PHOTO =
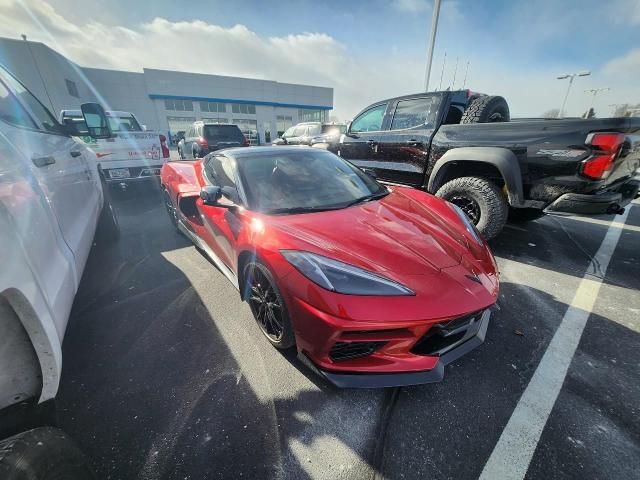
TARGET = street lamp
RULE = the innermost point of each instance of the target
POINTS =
(432, 42)
(570, 76)
(594, 92)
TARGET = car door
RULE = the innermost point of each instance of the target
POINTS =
(403, 149)
(222, 225)
(359, 144)
(34, 255)
(62, 168)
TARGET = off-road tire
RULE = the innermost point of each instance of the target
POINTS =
(521, 215)
(488, 197)
(486, 109)
(44, 453)
(288, 339)
(108, 226)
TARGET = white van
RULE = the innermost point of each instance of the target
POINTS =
(52, 200)
(133, 153)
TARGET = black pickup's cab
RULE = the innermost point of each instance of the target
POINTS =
(572, 165)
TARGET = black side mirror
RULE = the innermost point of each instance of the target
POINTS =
(96, 120)
(370, 172)
(210, 195)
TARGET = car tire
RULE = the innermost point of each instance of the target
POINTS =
(171, 210)
(44, 453)
(482, 201)
(521, 215)
(108, 226)
(486, 109)
(262, 289)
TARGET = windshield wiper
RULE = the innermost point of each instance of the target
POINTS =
(274, 211)
(368, 198)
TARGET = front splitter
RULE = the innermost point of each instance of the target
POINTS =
(402, 379)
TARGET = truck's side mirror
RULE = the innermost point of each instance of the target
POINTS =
(96, 120)
(348, 130)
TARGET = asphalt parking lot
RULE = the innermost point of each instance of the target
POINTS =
(166, 374)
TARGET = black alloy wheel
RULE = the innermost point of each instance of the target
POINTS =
(267, 305)
(469, 206)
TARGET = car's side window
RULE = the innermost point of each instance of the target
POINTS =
(48, 122)
(416, 112)
(370, 120)
(221, 171)
(11, 111)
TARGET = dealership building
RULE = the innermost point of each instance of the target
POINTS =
(165, 100)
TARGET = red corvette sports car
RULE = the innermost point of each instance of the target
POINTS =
(375, 285)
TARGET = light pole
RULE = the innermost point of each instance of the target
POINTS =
(432, 42)
(570, 76)
(594, 92)
(35, 63)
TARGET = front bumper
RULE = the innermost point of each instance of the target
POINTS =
(597, 203)
(470, 337)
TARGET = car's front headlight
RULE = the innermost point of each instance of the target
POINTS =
(341, 277)
(471, 228)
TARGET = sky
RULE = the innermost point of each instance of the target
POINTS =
(365, 50)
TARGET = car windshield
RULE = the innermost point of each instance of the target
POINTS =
(117, 124)
(124, 124)
(223, 133)
(304, 180)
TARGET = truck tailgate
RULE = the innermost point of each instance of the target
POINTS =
(133, 154)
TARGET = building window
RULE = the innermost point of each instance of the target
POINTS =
(249, 128)
(178, 105)
(283, 123)
(215, 120)
(311, 115)
(178, 124)
(72, 88)
(213, 107)
(243, 108)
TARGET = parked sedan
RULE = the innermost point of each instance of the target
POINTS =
(365, 280)
(308, 133)
(203, 137)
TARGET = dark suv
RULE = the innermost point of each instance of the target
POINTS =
(202, 138)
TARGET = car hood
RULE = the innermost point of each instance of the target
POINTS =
(394, 234)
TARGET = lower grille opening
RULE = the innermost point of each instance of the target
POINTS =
(441, 336)
(348, 350)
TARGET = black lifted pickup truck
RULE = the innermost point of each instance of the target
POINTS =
(462, 146)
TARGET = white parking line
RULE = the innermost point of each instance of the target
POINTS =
(512, 454)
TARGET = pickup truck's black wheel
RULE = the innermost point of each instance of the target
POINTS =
(108, 226)
(518, 215)
(481, 200)
(267, 305)
(44, 453)
(486, 110)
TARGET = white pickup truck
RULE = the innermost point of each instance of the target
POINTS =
(52, 200)
(132, 153)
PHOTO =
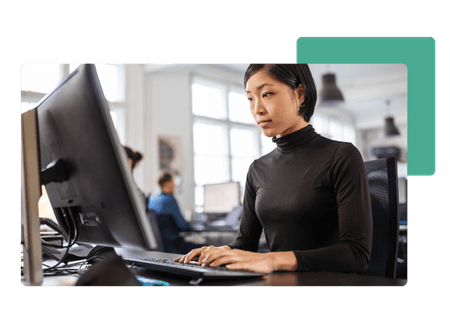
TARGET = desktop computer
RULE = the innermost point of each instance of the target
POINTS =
(70, 145)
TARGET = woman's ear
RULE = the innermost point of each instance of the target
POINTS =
(300, 92)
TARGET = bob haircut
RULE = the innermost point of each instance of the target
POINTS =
(291, 74)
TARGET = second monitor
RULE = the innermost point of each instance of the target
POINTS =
(221, 197)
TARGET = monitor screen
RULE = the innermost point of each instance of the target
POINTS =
(97, 202)
(221, 197)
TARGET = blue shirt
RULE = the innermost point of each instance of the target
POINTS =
(167, 205)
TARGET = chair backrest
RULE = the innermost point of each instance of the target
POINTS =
(151, 216)
(383, 186)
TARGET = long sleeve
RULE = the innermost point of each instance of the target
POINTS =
(250, 229)
(311, 196)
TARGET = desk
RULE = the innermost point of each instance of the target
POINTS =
(276, 279)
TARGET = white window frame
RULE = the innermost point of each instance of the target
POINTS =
(228, 87)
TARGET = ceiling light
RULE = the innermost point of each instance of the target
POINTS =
(330, 93)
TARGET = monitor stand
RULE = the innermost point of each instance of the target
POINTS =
(30, 193)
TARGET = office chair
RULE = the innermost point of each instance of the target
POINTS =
(383, 187)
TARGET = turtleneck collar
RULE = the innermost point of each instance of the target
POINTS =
(295, 140)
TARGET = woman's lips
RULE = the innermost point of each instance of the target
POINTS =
(264, 122)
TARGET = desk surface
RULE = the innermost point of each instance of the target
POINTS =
(276, 279)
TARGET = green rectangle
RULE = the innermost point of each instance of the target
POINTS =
(419, 55)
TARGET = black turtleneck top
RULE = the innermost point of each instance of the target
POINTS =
(310, 195)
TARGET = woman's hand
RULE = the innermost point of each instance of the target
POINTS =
(196, 253)
(241, 260)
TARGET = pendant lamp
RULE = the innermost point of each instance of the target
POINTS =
(330, 93)
(389, 127)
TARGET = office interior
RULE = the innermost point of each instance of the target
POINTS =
(192, 119)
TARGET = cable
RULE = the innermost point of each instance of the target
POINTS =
(70, 243)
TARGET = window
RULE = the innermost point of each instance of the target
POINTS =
(226, 139)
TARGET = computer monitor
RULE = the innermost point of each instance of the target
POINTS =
(84, 169)
(221, 197)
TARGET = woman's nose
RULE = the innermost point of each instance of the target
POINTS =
(259, 108)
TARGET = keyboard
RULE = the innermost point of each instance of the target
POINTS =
(192, 270)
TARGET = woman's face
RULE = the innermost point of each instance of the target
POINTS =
(274, 105)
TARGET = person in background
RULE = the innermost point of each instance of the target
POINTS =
(134, 157)
(170, 220)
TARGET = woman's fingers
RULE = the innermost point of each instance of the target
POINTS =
(210, 254)
(192, 255)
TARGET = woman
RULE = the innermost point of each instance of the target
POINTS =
(310, 194)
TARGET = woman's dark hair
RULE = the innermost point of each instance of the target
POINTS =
(135, 156)
(163, 179)
(291, 74)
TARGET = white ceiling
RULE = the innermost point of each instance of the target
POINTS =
(365, 87)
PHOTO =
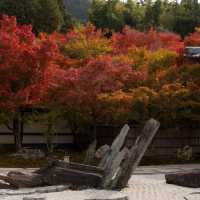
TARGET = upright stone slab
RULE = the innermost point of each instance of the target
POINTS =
(115, 148)
(138, 150)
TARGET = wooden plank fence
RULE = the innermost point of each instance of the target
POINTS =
(166, 142)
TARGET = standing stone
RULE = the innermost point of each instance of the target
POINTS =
(138, 150)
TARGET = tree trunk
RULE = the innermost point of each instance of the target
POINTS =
(17, 131)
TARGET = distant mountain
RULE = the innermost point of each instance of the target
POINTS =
(78, 8)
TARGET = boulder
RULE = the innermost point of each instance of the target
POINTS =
(187, 179)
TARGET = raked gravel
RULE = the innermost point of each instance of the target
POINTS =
(147, 183)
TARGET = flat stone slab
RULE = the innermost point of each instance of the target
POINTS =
(34, 198)
(187, 179)
(122, 198)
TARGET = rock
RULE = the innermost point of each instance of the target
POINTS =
(66, 159)
(102, 151)
(187, 179)
(121, 198)
(34, 198)
(27, 153)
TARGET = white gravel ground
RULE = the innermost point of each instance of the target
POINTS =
(148, 183)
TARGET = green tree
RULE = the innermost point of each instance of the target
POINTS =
(107, 14)
(44, 15)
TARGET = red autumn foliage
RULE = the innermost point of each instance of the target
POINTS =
(193, 39)
(24, 60)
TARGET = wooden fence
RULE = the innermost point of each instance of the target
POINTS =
(166, 142)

------------------------------------------------

TASK REQUIREMENTS: Please write out the material from the line containing "TARGET = white ceiling" to its final line, both inclusive, exactly as it appears; pictures are not part of the copy.

ANSWER FOR THE TASK:
TARGET = white ceiling
RULE = the innermost point of each instance of the target
POINTS =
(365, 87)
PHOTO =
TARGET = upright stone slab
RULE = the innermost point of each instance of the target
POINTS =
(115, 148)
(138, 150)
TARGET = wooden plank fence
RULE = the innermost point of each instance of the target
POINTS =
(166, 142)
TARGET = standing stone
RULE = the innermost point of each instance of the target
POINTS =
(138, 150)
TARGET = tree trunk
RULE = the innermost point of each instance of the target
POINTS =
(17, 131)
TARGET = distant mountain
RULE = the innermost point of each instance of the target
POINTS =
(78, 8)
TARGET = boulder
RULE = the innermost point of each instance of the target
POINTS =
(187, 179)
TARGET = raked gravel
RULE = the innermost point of each instance of the target
POINTS =
(147, 183)
TARGET = flat stone slab
RULE = the innermost point of each instance of the target
POINTS =
(34, 198)
(187, 179)
(122, 198)
TARGET = rock
RULE = the innermost point of each instance of the target
POINTS =
(66, 159)
(102, 151)
(187, 179)
(121, 198)
(34, 198)
(27, 153)
TARGET = white gravel ground
RULE = the innermost point of each instance of the target
POINTS =
(148, 183)
TARGET = green tree
RULE = the innermost point of each instance of the target
POINTS =
(107, 14)
(44, 15)
TARGET = red autumn foliage
RULE = the innermost point of each instance of the target
POINTS =
(193, 39)
(24, 60)
TARGET = wooden fence
RULE = the innermost point of each instance of the target
POINTS =
(166, 142)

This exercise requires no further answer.